**TEXT SECTION:**
■ ■ ■ ■ ■

By Deven McGraw and Mark Savage
Almost exactly 11 years ago today, a wide range of consumer and patient organizations across California––including AARP, Health Access, the American Civil Liberties Union of Southern California, Center for Democracy and Technology (CDT), Consumers Union, Planned Parenthood Affiliates of California, California Pan-Ethnic Health Network, Asian & Pacific Islander American Health Forum, Latino Coalition for a Healthy California, and many others––endorsed important principles to serve as core expectations and minimum criteria that should govern the design and implementation of health information exchange and technology in California.
When we helped draft and secure agreements to these principles, while working at CDT and Consumers Union respectively, statewide policies to facilitate statewide health information exchange were under serious consideration. Those efforts were having trouble progressing because discussions got mired in the details before coming to agreement on some overarching core principles to guide these efforts. In addition, the leaders who endorsed these principles wanted to send a clear message that statewide electronic health information exchange was widely supported by consumers and patients in California.
As California endeavors to improve health data infrastructure for every public health department, provider, and patient across the state, these core principles serve as a valuable touchstone to guide decisions on how best to structure a statewide network for health information exchange (HIE).
As the California Department of Health and Human Services (CalHHS) Data Exchange Framework Stakeholder Advisory Group is getting underway, we believe it is worth newly embracing the nine principles centered on the needs of the consumer and patient as stated below, including:
- HIE should support and benefit individual health
- HIE should support and benefit population health
- HIE must be inclusive and equitable, and serve all Californians
- HIE design should be universal, accessible, and ease interoperability among systems
- HIE must promote trust, and protect the privacy and security, confidentiality, and integrity of health data
- HIE should protect against misuse of health data
- HIE should connect patients, providers, public health officials, and others as partners in health care, including technology literacy and access in languages other than English
- Entities engaged in HIE must be held accountable to realize the benefits for Californians and their communities
- The benefits and protections of HIE are public goods, and enforcement proceedings should be public and transparent.

■ ■ ■ ■ ■

**DATASET RECORDS:**
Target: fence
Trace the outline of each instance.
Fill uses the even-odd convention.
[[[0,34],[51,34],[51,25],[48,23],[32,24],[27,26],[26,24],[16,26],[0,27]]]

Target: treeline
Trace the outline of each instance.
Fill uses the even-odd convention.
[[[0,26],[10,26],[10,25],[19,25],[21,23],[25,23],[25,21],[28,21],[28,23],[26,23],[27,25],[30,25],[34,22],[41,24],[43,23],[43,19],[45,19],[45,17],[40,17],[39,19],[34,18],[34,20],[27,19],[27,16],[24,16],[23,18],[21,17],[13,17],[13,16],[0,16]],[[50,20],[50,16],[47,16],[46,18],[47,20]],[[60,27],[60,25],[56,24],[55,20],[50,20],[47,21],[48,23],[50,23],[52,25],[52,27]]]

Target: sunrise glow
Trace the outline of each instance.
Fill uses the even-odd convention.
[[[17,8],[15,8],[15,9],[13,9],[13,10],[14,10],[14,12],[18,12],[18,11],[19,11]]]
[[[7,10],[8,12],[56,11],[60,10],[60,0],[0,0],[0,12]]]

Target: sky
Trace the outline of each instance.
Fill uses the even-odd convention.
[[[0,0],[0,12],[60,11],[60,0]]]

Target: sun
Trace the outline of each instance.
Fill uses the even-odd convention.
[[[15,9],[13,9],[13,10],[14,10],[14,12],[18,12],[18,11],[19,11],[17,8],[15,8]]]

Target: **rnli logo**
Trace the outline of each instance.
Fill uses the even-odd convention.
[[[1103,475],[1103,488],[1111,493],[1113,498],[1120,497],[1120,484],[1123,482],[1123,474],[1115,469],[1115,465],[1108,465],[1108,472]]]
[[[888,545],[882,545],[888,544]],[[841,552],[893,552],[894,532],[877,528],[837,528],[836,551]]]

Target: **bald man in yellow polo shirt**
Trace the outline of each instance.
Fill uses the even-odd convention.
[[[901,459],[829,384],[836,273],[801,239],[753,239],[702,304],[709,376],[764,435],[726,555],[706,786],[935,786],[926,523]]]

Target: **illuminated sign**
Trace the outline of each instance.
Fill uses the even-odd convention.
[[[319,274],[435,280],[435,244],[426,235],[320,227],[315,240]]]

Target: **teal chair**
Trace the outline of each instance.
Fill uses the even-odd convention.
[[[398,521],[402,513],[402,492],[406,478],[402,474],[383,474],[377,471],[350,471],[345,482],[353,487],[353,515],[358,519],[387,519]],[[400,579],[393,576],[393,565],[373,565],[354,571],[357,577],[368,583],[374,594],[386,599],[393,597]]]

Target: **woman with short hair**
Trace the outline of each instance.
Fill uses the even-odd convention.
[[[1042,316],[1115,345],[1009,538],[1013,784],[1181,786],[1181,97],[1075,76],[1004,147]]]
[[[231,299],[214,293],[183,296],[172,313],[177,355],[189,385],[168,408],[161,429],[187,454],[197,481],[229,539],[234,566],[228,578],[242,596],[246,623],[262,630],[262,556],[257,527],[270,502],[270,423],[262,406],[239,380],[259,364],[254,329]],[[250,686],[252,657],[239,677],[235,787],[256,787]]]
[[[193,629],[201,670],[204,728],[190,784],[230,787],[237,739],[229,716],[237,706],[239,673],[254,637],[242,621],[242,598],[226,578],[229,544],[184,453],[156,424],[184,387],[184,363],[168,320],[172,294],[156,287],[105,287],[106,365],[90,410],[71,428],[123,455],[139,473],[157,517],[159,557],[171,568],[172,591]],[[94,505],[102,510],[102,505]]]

■ ■ ■ ■ ■

**PROBLEM TO SOLVE:**
For each statement below, say whether it agrees with the text on California's health information exchange principles. Answer yes or no and quote the deciding words of the text. (a) The consumer and patient organizations endorsed the principles almost exactly 11 years earlier. (b) The text sets out ten principles centered on consumers and patients. (c) The earlier statewide efforts stalled because discussions got stuck in details before agreement on core principles.

**RESPONSE TO THIS TASK:**
(a) Yes: "Almost exactly 11 years ago today"
(b) No: "the nine principles centered on the needs of the consumer and patient"
(c) Yes: "discussions got mired in the details before coming to agreement on some overarching core principles to guide these efforts"